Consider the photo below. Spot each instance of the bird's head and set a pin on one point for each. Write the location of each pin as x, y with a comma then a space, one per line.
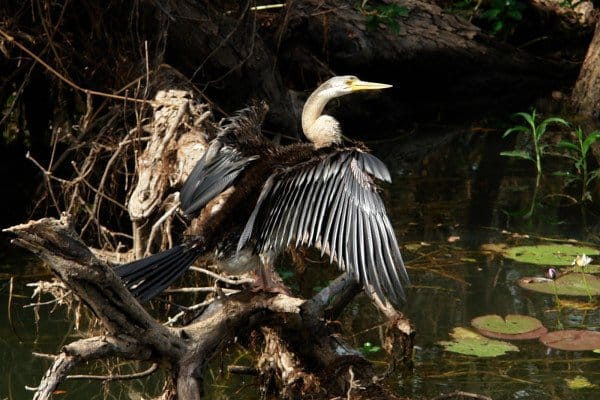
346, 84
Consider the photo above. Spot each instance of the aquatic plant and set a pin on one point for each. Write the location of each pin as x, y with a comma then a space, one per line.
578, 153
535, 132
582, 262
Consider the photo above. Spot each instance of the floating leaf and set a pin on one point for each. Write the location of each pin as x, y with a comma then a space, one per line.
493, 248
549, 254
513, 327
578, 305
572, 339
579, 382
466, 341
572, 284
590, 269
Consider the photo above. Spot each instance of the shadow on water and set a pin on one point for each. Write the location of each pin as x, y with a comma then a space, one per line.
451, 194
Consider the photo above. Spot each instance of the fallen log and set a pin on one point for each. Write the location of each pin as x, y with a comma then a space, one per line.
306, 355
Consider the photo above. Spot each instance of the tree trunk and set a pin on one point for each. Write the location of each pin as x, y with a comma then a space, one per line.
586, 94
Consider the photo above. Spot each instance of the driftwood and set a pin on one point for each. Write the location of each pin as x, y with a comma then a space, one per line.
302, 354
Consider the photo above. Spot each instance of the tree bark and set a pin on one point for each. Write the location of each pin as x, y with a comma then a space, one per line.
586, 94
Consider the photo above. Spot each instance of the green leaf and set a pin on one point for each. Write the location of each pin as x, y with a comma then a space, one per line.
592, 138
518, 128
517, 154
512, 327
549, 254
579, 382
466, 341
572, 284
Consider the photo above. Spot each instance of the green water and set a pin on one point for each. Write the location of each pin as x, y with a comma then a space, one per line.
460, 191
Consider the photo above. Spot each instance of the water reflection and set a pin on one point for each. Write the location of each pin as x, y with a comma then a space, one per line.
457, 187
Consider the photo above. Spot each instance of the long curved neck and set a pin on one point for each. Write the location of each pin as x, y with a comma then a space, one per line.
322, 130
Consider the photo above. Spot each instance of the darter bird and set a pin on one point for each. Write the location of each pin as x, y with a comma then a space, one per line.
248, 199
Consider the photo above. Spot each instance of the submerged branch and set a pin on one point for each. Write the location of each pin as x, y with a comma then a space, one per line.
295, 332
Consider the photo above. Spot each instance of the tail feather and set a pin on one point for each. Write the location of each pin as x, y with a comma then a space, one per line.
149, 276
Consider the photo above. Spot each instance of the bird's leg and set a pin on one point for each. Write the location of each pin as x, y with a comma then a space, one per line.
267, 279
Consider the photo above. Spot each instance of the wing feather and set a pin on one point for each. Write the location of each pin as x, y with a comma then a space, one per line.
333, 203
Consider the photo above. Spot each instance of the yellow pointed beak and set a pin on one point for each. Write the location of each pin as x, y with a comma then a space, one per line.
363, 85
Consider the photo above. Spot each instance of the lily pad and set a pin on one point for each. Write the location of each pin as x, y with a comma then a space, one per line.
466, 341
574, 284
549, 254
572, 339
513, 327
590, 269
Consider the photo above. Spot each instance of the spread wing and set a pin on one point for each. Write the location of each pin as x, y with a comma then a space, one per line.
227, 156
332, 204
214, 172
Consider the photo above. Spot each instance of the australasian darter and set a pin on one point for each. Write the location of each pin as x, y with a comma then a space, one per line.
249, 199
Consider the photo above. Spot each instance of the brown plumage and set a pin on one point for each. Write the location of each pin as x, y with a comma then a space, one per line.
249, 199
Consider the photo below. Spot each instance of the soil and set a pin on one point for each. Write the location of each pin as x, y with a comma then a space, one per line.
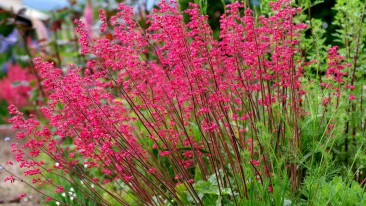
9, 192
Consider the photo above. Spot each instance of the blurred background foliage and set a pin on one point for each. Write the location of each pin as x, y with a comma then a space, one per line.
++++++++++
▸ **Prompt**
Every entry belongs in the answer exactly as written, but no picture does.

▸ **Exercise answer**
Consider the photo below. Spot each instance of the bird's head and set a pin on one point for each. Write the location of each pin as x, y with a comma then a space, one per line.
346, 84
Consider the photo above. Spot each instance of the aquatic plant and set a pin on one point for each. Write the location of each pin as x, y with a comma then a space, one per line.
578, 153
535, 132
582, 262
Consider the photo above. Spot each instance of the floating leaf and set a pin on one point for each. Write the location of each pin as x, y with a comma then a space, one per line.
493, 248
549, 254
513, 327
578, 305
572, 339
579, 382
466, 341
572, 284
590, 269
Consider the photo above. Spot each instance of the shadow on water and set a pin on one point for each. Write the location of each pin as x, y with a comma then a space, one per line.
451, 194
Consider the photo above. Spot each instance of the fallen log and set a pin on one point for each. Write the location of each pin as x, y with a comma then a space, one per line.
306, 355
Consider the photo above. Spot each instance of the tree trunk and set a pin on one point for each. Write the location of each pin as x, y with a comma then a space, one per line.
586, 94
Consider the photo above. Spot each instance of the driftwood and set a pin on one point for each. Write the location of each pin as x, y with a comma then a space, one per line.
302, 354
Consider the photo above. Spot each instance of the tree bark and set a pin on one point for each. Write the location of each pin as x, y with a comma then a space, one per line.
586, 94
Consider the photo above. Spot each instance of the green leaf and set a pin on one point for each. Write the location of each pin as x, y with a comma then a space, one per line.
592, 138
518, 128
517, 154
512, 327
549, 254
579, 382
466, 341
572, 284
Consider the photo above. Spot each instance of the green water and set a pin on one point for each. Write the location of each pin as x, y with a comma then a space, one per line.
460, 191
Consider the photo above. Spot each instance of the water reflection and set a pin on one point for each. Write the location of each pin as x, y with a comma then a space, one per line.
457, 187
Consider the photo above. Spot each instance of the long curved neck and set a pin on one point for each. Write the location of each pin as x, y with a comma then a space, one per line.
322, 130
Consider the photo above. Spot each instance of the darter bird and set a pin on one point for each. Write the location of each pin as x, y with a comma then a space, one per line.
248, 199
Consider the photo above. Spot each instance of the submerged branch and set a pin on one point for each. Write the location of each pin as x, y with a comma then a space, one per line.
295, 332
Consider the photo above. Spot each instance of the tail feather and set a pin on one point for each. Write the location of each pin as x, y with a comma then a space, one per line.
149, 276
Consider the photo above. Spot each instance of the bird's leg and set a pin on one point for each. Write the location of each pin as x, y with a comma then a space, one per line.
267, 279
Consider the photo above. Spot each instance of the wing feather and set a pin on one point for each. Write the location of each pin as x, y with a comma then a space, one per line.
333, 203
Consider the photo above. Spot each instance of the yellow pointed beak and set a pin on one point for each. Write the location of each pin as x, y with a comma then a space, one per line.
363, 85
Consider the photo above. Spot each instance of the lily pad and set a pin on one point for each. Write the location of each pin as x, y with a comma then a space, one per line.
466, 341
574, 284
549, 254
572, 339
513, 327
590, 269
Consider the photo above. Spot each instance of the spread wing and set a pin on one point for each. Write the location of each pin as x, y with a comma then a space, one per line.
227, 156
332, 204
214, 172
Consider the photo above. Spot each instance of the australasian darter and set a pin on one point for each. Write the location of each pin as x, y with a comma then a space, one per line.
249, 199
Consider the photo above. Spot each instance of the brown plumage and set a pin on one point for each. Write the location of each pin as x, y with a comma then a space, one per line.
249, 199
Consider the photo below. Spot each instance of the soil and set a pin on one point for each. Write the location of each pin as x, y with a comma then a space, one per line.
9, 192
Consider the photo above. Spot each instance of the blurred background foliage and set a pin on one point for each. Write the location of each pin as x, y with a comma then a space, one per line.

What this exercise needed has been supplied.